What is asked:
Show every line of the records below that contains the word "white", paying attention to case.

::::

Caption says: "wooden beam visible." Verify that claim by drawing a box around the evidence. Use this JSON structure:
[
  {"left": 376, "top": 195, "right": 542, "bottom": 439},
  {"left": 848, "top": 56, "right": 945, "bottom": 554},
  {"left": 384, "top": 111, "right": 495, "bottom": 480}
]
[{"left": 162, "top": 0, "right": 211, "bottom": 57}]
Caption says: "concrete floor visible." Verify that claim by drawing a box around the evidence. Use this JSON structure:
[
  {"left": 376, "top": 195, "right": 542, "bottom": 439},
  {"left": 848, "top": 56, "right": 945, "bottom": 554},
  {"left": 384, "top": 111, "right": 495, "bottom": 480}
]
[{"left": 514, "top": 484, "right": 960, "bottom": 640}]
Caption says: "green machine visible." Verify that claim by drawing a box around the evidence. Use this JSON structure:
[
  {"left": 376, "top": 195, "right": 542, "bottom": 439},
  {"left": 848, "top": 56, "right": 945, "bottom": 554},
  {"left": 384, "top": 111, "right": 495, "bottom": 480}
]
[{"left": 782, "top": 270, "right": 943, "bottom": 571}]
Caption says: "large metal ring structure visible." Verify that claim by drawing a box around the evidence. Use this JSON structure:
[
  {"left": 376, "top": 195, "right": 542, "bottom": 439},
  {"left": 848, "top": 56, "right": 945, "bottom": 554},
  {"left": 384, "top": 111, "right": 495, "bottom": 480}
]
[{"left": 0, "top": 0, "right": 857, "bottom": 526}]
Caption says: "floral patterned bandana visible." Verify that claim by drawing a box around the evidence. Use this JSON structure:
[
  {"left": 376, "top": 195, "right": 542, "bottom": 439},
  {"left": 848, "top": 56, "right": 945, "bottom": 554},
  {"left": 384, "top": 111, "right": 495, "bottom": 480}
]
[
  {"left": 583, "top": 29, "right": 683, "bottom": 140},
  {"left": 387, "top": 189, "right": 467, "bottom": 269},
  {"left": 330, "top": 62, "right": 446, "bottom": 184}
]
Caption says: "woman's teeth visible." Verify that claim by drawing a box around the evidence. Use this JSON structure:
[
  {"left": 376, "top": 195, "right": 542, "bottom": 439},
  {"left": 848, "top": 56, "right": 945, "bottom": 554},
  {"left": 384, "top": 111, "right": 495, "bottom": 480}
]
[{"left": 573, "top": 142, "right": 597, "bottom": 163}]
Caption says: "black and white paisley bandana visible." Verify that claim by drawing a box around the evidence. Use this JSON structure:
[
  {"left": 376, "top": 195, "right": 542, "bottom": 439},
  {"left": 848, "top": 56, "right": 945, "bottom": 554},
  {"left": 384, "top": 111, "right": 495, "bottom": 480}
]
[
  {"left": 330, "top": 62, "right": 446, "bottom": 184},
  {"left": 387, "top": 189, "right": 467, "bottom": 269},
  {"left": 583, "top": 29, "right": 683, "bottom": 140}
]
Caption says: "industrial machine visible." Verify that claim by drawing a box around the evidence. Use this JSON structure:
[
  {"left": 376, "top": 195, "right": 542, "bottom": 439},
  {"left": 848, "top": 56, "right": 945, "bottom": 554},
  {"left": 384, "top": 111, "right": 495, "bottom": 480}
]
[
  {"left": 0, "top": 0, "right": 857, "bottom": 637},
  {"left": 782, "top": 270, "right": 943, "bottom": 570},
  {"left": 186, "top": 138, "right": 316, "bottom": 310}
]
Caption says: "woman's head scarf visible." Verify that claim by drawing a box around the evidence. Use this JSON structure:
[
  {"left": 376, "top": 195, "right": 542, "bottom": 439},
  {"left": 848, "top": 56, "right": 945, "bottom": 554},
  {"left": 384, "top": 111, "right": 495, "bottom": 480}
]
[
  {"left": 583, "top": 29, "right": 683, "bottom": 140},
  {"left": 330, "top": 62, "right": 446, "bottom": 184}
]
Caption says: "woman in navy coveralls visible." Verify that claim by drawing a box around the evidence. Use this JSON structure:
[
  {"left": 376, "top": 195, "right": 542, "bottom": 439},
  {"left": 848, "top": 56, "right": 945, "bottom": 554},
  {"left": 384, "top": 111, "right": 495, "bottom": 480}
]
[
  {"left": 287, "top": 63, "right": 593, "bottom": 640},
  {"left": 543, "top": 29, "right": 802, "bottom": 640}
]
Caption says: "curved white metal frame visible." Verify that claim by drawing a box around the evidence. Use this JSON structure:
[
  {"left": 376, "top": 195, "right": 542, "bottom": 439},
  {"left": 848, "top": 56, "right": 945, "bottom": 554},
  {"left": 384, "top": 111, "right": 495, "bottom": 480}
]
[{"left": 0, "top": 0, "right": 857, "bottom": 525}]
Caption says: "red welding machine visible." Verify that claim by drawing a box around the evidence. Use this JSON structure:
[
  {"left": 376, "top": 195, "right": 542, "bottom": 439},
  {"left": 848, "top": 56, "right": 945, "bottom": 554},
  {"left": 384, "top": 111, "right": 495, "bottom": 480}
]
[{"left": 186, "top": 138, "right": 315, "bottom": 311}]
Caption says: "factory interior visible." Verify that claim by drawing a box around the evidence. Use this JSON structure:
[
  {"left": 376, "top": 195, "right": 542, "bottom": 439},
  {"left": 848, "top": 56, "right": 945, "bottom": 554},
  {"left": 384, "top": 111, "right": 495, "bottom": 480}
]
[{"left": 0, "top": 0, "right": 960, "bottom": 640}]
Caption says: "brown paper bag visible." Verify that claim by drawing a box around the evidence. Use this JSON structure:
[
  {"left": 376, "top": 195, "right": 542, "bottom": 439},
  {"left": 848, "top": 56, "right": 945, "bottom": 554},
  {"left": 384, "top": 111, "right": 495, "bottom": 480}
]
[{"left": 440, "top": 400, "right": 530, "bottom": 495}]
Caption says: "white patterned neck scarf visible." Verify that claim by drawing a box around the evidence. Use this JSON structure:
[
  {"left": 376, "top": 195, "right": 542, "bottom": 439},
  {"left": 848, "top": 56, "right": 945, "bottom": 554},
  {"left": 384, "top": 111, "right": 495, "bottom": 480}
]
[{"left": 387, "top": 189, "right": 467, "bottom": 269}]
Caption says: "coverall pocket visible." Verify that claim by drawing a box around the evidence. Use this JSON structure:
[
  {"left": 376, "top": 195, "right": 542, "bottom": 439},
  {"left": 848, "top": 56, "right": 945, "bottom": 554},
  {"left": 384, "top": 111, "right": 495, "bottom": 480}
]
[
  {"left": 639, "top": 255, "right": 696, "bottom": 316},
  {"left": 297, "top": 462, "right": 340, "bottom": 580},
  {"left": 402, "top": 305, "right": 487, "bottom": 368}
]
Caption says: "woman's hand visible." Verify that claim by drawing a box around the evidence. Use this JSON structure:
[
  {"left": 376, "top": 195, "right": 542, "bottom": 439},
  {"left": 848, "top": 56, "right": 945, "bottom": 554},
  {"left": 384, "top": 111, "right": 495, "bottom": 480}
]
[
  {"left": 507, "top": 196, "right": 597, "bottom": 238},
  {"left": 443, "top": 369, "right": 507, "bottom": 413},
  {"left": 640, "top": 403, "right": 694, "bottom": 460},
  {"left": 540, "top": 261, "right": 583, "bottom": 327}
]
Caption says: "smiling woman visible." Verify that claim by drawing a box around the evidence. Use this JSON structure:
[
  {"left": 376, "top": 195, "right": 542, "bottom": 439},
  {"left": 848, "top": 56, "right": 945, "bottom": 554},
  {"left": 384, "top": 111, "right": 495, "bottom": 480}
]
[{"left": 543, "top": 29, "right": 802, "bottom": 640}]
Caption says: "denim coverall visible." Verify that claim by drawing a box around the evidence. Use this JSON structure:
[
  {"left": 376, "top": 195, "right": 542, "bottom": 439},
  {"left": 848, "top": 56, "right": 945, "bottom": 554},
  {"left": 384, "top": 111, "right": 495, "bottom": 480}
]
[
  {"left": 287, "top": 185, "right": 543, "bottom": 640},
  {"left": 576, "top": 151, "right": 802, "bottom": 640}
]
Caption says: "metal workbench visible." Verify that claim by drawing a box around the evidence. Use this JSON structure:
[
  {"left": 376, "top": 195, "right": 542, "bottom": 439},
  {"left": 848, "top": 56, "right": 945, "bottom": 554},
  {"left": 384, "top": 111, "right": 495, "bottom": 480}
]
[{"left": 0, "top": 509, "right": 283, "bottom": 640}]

::::

Expected answer:
Caption says: "black and white paisley bandana visible." Verify that claim by drawing a box around the evidence. Use this JSON structure:
Caption says: "curved white metal frame visible." Verify that claim by drawing a box around the evidence. Use this JSON structure:
Caption says: "white patterned neck scarf visible." Verify that claim by drawing a box around the evidence. Use this JSON structure:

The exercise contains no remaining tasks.